# start of Data shown

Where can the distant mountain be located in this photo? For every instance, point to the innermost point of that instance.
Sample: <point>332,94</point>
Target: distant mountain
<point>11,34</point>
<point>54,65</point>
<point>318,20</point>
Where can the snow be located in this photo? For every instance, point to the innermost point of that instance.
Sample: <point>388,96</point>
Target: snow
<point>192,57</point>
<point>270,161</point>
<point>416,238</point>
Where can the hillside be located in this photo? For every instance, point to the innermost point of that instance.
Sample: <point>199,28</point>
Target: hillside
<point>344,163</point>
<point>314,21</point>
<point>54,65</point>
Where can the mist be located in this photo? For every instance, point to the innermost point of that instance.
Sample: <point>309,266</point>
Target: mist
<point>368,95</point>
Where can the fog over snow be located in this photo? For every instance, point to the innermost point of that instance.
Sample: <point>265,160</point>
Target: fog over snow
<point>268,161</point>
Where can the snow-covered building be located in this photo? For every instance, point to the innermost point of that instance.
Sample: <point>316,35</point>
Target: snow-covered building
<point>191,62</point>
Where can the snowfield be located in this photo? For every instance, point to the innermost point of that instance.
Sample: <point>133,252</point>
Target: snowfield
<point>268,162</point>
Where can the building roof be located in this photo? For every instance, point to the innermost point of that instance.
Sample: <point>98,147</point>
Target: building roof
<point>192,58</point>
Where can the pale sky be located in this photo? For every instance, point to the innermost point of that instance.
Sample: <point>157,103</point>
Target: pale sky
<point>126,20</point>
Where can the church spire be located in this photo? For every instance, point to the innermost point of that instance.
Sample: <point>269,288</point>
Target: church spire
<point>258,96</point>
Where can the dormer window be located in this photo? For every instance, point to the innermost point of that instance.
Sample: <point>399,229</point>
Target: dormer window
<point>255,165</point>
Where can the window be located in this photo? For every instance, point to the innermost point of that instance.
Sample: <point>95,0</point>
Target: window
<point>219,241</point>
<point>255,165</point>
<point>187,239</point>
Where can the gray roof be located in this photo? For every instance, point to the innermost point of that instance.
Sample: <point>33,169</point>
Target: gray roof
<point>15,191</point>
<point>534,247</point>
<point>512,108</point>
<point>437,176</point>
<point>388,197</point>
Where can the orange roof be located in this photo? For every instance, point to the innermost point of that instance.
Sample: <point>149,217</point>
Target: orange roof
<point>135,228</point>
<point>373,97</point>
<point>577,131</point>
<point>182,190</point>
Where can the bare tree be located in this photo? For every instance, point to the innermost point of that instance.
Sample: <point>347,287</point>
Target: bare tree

# end of Data shown

**Do this**
Render every line of the stored records above as a JSON list of strings, one string per line, omitting any blank lines.

**Answer for this exercise**
[
  "Where can the distant mountain be located in this photo? For every instance, point to the innermost point of that instance.",
  "Sample: <point>332,94</point>",
  "Target: distant mountain",
  "<point>11,34</point>",
  "<point>54,65</point>",
  "<point>318,20</point>",
  "Where can the snow be located in this photo? For every instance, point to the innermost point of that instance.",
  "Sample: <point>388,96</point>",
  "Target: snow",
  "<point>192,57</point>",
  "<point>270,161</point>",
  "<point>416,238</point>",
  "Where can the hillside be located in this photo? For every instance, point to the innermost point of that instance.",
  "Sample: <point>199,28</point>",
  "Target: hillside",
  "<point>344,163</point>",
  "<point>314,21</point>",
  "<point>54,65</point>",
  "Where can the mist be located in this photo? For every instance, point to the innermost point of that instance.",
  "Sample: <point>309,266</point>",
  "Target: mist",
  "<point>368,95</point>",
  "Where can the fog over snow be located in this photo? For every instance, point to the innermost point of that instance.",
  "Sample: <point>265,160</point>",
  "Target: fog over snow",
  "<point>268,161</point>",
  "Where can the snow-covered building be located in this photo? For every instance, point to the innermost point of that instance.",
  "Sample: <point>316,35</point>",
  "Target: snow-covered building",
  "<point>191,62</point>",
  "Where can the snowfield be located in this photo? For every instance, point to the innermost point of that instance.",
  "Sample: <point>133,252</point>",
  "Target: snowfield",
  "<point>268,162</point>",
  "Where can the building roof be located in this photo? For every instance, point to the innermost point of that instance.",
  "Sample: <point>98,147</point>",
  "Target: building roof",
  "<point>192,58</point>",
  "Where can the pale sky be located in this photo? For every instance, point to the innermost point of that instance.",
  "Sample: <point>157,103</point>",
  "Target: pale sky",
  "<point>126,20</point>",
  "Where can the church spire be located in this photo? For every instance, point to the innermost point of that instance.",
  "Sample: <point>269,288</point>",
  "Target: church spire",
  "<point>258,96</point>",
  "Where can the dormer window be located in this photo? For every instance, point to the innermost point of that instance.",
  "Sample: <point>399,229</point>",
  "Target: dormer window",
  "<point>255,165</point>",
  "Where can the window be located in this photo? For every instance, point to the innermost point of that instance.",
  "Sample: <point>95,0</point>",
  "Target: window",
  "<point>219,241</point>",
  "<point>255,165</point>",
  "<point>187,239</point>",
  "Where can the gray roof be located in this photo? For every instance, point to the innermost point of that instance.",
  "Sample: <point>33,169</point>",
  "Target: gray roof",
  "<point>15,191</point>",
  "<point>534,247</point>",
  "<point>512,108</point>",
  "<point>437,176</point>",
  "<point>388,197</point>",
  "Where can the orange roof be located in this photo? For every instance, point to the innermost point of that instance.",
  "Sample: <point>149,217</point>",
  "Target: orange roof",
  "<point>135,228</point>",
  "<point>373,97</point>",
  "<point>577,131</point>",
  "<point>182,190</point>",
  "Where can the bare tree be located in this photo? For every instance, point to the innermost point of that instance.",
  "Sample: <point>347,287</point>",
  "Target: bare tree"
]